• [What you should do] Set it all down exactly, every record and every line.

• [Saved data entries]

>>>>>

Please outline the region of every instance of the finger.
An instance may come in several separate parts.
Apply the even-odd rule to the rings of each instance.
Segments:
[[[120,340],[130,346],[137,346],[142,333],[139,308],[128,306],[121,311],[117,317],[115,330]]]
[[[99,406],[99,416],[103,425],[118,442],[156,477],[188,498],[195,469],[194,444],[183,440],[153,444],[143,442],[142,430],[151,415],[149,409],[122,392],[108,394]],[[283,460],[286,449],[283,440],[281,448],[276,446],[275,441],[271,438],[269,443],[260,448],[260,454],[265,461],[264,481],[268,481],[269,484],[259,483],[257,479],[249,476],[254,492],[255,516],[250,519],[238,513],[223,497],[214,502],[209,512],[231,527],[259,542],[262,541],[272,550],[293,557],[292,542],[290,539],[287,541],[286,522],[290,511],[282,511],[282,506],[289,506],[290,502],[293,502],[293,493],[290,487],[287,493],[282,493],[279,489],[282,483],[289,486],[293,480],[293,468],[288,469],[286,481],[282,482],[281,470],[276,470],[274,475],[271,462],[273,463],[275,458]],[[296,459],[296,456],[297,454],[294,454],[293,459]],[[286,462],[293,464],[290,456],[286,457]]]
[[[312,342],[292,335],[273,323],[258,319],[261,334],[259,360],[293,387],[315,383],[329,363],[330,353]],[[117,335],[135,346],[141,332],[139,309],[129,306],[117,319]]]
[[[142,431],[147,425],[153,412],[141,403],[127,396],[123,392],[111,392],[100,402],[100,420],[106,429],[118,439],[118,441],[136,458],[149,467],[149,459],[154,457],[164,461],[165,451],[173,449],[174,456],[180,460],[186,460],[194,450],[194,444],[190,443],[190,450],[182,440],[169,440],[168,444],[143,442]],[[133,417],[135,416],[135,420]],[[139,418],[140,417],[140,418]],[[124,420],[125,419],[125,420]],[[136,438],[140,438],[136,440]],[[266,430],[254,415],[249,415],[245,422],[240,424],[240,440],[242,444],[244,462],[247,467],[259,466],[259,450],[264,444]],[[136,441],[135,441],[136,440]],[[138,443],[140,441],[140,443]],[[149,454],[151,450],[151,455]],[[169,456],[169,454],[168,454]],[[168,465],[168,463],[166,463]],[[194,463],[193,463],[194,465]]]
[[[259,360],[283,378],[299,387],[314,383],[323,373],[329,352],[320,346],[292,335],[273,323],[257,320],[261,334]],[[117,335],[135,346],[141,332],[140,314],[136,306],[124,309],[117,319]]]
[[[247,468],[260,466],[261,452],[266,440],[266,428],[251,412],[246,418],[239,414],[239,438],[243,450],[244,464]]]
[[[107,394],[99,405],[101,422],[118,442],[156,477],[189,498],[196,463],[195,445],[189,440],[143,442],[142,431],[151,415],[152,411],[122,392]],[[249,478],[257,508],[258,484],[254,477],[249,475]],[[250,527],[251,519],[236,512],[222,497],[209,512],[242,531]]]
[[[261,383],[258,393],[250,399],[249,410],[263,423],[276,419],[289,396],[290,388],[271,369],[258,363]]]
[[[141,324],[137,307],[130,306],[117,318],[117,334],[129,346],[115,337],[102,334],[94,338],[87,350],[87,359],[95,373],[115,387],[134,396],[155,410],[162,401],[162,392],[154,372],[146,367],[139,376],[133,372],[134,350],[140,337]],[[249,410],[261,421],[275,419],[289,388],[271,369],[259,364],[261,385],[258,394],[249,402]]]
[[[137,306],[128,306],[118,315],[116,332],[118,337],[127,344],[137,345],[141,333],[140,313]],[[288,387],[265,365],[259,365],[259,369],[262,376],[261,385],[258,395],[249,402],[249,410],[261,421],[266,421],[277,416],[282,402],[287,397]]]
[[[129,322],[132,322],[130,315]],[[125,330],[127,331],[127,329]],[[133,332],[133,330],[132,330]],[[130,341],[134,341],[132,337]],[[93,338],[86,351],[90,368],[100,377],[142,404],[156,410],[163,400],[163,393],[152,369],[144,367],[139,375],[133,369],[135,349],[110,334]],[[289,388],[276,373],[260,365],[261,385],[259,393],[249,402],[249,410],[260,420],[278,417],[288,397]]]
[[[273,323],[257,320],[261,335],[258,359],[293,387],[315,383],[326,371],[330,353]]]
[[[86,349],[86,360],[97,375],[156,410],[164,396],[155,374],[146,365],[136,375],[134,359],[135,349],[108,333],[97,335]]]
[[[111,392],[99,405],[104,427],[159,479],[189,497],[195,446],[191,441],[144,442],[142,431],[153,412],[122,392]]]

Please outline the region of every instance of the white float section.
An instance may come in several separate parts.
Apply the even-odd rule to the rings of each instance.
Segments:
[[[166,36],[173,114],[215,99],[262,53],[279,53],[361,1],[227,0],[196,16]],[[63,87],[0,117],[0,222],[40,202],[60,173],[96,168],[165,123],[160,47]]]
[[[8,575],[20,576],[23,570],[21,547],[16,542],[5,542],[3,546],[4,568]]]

<<<<<

• [The answer]
Please outline the region of every instance of the finger.
An instance may come in several separate parts.
Apply the even-odd rule to the rings of each instance.
Segments:
[[[120,340],[130,346],[137,346],[142,333],[139,308],[128,306],[121,311],[117,317],[115,330]]]
[[[99,406],[99,416],[103,425],[118,442],[156,477],[188,498],[195,469],[194,444],[183,440],[153,444],[143,442],[142,430],[151,415],[149,409],[122,392],[108,394]],[[283,460],[286,449],[283,440],[281,448],[276,446],[275,441],[271,438],[269,443],[260,448],[260,454],[265,461],[264,481],[268,481],[269,484],[259,483],[257,479],[249,476],[254,492],[255,516],[250,519],[238,513],[223,497],[214,502],[209,512],[231,527],[259,542],[262,541],[272,550],[293,557],[292,542],[290,539],[287,541],[286,522],[290,511],[282,511],[282,506],[289,506],[290,502],[293,502],[293,493],[290,487],[287,493],[282,493],[279,489],[282,483],[289,486],[293,480],[293,468],[288,469],[286,481],[282,482],[281,470],[276,470],[274,475],[271,462],[273,463],[275,458]],[[296,459],[296,456],[297,454],[294,454],[293,459]],[[286,462],[293,464],[290,456],[286,457]]]
[[[312,342],[292,335],[273,323],[258,319],[261,334],[259,360],[293,387],[315,383],[329,363],[330,353]],[[117,335],[135,346],[141,332],[139,309],[129,306],[117,319]]]
[[[142,431],[147,425],[153,412],[141,403],[127,396],[123,392],[111,392],[100,402],[100,420],[106,429],[118,439],[118,441],[136,458],[149,467],[149,459],[154,457],[164,461],[165,451],[173,449],[174,456],[180,460],[186,460],[194,450],[194,444],[190,443],[190,450],[182,440],[169,440],[168,444],[143,442]],[[133,417],[135,416],[135,420]],[[139,418],[140,417],[140,418]],[[124,420],[125,419],[125,420]],[[136,438],[140,438],[136,440]],[[266,430],[254,415],[249,415],[245,422],[240,424],[240,440],[242,444],[244,462],[247,467],[259,466],[259,450],[264,444]],[[136,441],[135,441],[136,440]],[[138,443],[140,441],[140,443]],[[149,454],[151,450],[151,455]],[[169,456],[169,454],[168,454]],[[168,465],[168,463],[166,463]],[[194,463],[193,463],[194,465]]]
[[[259,360],[283,378],[299,387],[314,383],[323,373],[329,352],[320,346],[292,335],[273,323],[257,320],[261,334]],[[117,335],[135,346],[141,332],[140,314],[136,306],[124,309],[117,319]]]
[[[247,468],[260,466],[261,452],[266,440],[266,428],[251,412],[246,418],[239,414],[239,438],[243,450],[244,464]]]
[[[107,394],[99,405],[101,422],[118,442],[156,477],[189,498],[196,463],[195,445],[189,440],[143,442],[142,431],[151,415],[152,411],[122,392]],[[249,478],[257,508],[258,484],[254,477],[249,475]],[[250,527],[251,519],[236,512],[222,497],[209,512],[242,531]]]
[[[261,383],[258,393],[250,399],[249,410],[263,423],[276,419],[289,396],[290,388],[271,369],[258,363]]]
[[[141,324],[137,307],[130,306],[117,318],[117,334],[129,346],[115,337],[102,334],[94,338],[87,350],[87,359],[95,373],[115,387],[134,396],[155,410],[162,401],[162,392],[154,372],[146,367],[139,376],[133,372],[134,350],[140,337]],[[249,410],[261,421],[275,419],[289,388],[271,369],[259,364],[261,385],[258,394],[249,402]]]
[[[137,306],[128,306],[118,315],[116,332],[118,337],[127,344],[137,345],[141,333],[140,313]],[[288,387],[265,365],[259,365],[259,369],[262,376],[261,385],[258,395],[249,402],[249,410],[261,421],[266,421],[277,416],[282,402],[287,397]]]
[[[129,322],[132,322],[130,315]],[[125,330],[127,331],[127,329]],[[133,332],[133,330],[132,330]],[[130,341],[134,341],[132,337]],[[93,338],[86,351],[90,368],[100,377],[142,404],[156,410],[163,400],[163,393],[152,369],[144,367],[139,375],[133,369],[135,349],[110,334]],[[289,388],[276,373],[260,365],[261,385],[259,393],[249,402],[249,410],[260,420],[278,417],[288,397]]]
[[[273,323],[257,320],[261,335],[258,359],[293,387],[315,383],[326,371],[330,353]]]
[[[86,349],[86,360],[97,375],[156,410],[164,396],[155,374],[146,365],[136,375],[134,359],[135,349],[108,333],[97,335]]]
[[[111,392],[99,405],[104,427],[159,479],[189,497],[195,446],[191,441],[144,442],[142,431],[153,412],[122,392]]]

Please outline the region of every instance of the white float section.
An instance may come in several separate parts.
Apply the even-odd rule to the rings of each instance.
Segments:
[[[166,36],[173,114],[215,99],[262,53],[279,53],[361,1],[227,0],[196,16]],[[63,87],[0,117],[0,222],[40,202],[60,173],[96,168],[165,123],[160,47]]]
[[[8,575],[20,576],[23,570],[21,547],[16,542],[5,542],[3,546],[4,568]]]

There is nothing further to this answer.